* Records to use:
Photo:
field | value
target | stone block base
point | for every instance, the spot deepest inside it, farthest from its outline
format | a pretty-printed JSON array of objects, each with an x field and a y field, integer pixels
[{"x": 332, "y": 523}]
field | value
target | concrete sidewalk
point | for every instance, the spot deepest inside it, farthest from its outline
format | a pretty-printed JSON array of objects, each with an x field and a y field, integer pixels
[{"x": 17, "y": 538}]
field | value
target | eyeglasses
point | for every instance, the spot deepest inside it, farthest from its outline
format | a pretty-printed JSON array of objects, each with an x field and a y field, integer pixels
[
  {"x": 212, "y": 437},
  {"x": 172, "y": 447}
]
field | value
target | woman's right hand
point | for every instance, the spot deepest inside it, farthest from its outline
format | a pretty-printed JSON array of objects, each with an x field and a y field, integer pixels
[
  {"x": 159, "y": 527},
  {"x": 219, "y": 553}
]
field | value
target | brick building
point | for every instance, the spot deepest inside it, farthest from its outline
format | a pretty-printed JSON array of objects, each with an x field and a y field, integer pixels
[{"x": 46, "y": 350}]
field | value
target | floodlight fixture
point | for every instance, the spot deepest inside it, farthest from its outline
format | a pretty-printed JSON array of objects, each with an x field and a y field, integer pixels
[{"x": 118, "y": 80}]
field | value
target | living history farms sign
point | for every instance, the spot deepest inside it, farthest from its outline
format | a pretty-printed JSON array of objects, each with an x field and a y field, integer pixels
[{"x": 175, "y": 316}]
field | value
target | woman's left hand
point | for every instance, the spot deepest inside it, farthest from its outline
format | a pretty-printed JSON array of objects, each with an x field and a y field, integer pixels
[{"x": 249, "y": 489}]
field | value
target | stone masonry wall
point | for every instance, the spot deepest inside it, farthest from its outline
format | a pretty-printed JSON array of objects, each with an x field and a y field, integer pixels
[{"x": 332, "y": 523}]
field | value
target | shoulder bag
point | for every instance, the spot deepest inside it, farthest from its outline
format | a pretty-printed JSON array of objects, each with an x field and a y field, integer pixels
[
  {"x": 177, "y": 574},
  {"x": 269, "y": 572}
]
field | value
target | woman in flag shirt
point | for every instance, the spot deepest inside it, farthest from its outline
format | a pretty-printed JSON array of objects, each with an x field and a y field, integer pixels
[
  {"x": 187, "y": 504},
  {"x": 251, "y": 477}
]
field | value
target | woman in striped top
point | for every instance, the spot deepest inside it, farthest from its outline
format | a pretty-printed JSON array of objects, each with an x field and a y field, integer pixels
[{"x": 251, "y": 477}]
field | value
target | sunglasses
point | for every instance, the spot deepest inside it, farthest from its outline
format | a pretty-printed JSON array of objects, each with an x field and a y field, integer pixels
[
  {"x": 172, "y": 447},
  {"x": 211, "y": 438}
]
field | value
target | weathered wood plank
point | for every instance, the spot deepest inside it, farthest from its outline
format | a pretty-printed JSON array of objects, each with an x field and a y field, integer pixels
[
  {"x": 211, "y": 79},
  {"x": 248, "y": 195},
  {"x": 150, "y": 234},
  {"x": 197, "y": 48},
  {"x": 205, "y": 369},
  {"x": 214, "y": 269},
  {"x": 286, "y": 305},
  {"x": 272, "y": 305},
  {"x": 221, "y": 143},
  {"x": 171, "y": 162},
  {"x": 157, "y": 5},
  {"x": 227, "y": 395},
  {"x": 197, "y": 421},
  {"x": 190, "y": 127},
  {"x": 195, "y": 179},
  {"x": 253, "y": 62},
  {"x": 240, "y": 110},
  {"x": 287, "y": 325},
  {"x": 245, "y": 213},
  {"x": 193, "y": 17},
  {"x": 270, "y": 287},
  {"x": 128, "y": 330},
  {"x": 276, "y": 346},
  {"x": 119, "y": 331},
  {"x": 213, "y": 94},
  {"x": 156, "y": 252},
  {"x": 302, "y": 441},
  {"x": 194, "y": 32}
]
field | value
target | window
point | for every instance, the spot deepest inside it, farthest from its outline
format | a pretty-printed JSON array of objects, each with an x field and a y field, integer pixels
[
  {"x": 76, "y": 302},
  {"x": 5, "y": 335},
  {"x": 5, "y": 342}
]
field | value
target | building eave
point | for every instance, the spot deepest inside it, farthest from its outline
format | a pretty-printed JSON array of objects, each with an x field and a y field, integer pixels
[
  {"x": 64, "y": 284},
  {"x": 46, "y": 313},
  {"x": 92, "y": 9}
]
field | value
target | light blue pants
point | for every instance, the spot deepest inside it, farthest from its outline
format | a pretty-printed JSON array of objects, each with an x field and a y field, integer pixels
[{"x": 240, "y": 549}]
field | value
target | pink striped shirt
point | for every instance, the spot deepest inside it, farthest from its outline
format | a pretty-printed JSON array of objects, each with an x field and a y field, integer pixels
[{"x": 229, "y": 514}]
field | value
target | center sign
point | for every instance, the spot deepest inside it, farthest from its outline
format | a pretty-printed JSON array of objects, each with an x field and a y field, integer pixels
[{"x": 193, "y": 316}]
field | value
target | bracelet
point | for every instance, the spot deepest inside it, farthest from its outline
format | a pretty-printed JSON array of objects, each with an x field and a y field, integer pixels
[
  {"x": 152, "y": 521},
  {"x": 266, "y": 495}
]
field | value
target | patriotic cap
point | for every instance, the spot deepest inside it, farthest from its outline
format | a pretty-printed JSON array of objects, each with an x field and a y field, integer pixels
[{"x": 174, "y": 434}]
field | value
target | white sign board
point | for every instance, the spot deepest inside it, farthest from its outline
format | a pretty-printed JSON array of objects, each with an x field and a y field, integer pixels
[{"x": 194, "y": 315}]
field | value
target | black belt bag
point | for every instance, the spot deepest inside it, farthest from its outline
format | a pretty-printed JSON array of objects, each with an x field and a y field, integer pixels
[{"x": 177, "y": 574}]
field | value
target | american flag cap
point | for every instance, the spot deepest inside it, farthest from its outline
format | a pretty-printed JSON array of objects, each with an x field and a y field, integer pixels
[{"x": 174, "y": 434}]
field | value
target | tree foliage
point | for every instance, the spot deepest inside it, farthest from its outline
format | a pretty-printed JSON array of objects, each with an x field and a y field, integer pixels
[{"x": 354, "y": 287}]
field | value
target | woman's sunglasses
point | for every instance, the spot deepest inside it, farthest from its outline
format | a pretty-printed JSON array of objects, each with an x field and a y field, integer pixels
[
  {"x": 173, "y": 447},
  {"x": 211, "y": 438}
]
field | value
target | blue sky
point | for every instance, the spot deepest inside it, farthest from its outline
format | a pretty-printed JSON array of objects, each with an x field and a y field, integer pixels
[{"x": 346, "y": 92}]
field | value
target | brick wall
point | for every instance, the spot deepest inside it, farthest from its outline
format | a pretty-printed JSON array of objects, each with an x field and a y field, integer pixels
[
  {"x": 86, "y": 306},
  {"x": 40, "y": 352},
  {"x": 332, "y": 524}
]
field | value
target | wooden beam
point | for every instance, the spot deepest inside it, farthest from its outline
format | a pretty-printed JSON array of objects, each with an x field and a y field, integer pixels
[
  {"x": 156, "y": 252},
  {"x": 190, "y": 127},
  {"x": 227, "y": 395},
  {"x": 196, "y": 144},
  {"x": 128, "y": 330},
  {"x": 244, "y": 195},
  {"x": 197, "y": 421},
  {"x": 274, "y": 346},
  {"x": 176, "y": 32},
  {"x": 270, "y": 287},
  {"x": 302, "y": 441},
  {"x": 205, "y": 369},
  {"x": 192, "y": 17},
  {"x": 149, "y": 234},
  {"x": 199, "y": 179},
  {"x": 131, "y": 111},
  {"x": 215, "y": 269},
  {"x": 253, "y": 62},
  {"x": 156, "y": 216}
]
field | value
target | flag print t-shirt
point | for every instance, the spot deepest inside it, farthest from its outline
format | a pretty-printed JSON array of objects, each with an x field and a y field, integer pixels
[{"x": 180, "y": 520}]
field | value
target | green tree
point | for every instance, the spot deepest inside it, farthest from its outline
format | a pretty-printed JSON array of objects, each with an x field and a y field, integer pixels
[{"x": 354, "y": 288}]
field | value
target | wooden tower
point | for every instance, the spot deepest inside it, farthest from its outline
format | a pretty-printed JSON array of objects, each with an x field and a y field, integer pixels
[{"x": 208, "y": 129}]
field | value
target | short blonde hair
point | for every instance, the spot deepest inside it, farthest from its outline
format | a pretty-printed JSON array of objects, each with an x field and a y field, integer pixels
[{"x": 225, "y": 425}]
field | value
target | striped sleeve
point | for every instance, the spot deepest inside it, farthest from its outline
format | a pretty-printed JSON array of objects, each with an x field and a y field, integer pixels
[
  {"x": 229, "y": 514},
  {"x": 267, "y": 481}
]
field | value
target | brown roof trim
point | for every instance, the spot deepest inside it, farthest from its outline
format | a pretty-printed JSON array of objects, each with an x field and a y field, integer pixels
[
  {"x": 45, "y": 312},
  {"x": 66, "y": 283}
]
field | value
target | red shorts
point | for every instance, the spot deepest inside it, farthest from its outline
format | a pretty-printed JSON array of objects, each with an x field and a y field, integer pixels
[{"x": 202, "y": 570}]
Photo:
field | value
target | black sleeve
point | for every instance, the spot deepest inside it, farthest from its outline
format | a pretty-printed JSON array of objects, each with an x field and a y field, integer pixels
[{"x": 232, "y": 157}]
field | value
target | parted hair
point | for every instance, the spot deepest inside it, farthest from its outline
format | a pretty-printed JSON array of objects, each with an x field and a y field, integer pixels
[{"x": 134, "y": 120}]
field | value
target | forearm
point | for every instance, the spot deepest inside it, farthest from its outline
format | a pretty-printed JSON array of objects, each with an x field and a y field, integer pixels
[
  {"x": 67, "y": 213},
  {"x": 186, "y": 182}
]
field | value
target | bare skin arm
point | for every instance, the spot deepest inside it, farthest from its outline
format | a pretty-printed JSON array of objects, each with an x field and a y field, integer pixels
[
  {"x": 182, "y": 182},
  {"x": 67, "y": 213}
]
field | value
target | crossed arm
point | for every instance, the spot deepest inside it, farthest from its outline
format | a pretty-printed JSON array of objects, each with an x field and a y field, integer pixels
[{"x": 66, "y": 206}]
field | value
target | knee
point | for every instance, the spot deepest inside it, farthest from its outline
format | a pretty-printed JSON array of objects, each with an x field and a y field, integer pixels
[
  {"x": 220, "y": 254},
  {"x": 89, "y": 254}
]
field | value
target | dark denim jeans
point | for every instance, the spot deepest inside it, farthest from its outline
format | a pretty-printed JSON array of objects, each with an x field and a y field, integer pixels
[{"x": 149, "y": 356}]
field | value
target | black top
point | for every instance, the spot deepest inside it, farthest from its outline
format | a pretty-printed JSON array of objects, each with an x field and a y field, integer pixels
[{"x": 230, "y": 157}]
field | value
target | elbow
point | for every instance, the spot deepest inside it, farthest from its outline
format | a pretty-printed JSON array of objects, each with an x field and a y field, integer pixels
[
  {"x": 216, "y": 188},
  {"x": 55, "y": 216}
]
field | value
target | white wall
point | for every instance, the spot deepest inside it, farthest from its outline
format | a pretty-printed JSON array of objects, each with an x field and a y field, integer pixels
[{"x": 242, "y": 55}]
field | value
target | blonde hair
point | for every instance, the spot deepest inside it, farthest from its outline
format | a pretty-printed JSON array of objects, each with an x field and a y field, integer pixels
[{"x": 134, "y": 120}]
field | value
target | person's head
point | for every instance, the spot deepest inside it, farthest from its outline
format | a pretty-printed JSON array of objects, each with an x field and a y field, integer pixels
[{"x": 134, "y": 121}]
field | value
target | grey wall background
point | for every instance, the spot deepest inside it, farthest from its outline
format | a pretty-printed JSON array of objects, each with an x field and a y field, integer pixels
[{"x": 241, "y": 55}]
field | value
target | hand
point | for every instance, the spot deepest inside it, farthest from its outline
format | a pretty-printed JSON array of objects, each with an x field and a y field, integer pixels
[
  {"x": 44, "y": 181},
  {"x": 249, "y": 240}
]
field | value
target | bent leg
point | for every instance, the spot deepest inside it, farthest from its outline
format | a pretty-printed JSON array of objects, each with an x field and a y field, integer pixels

* Action item: Scan the records above for the string "brick", then select every line that holds it.

* Output below:
target | brick building
target | brick wall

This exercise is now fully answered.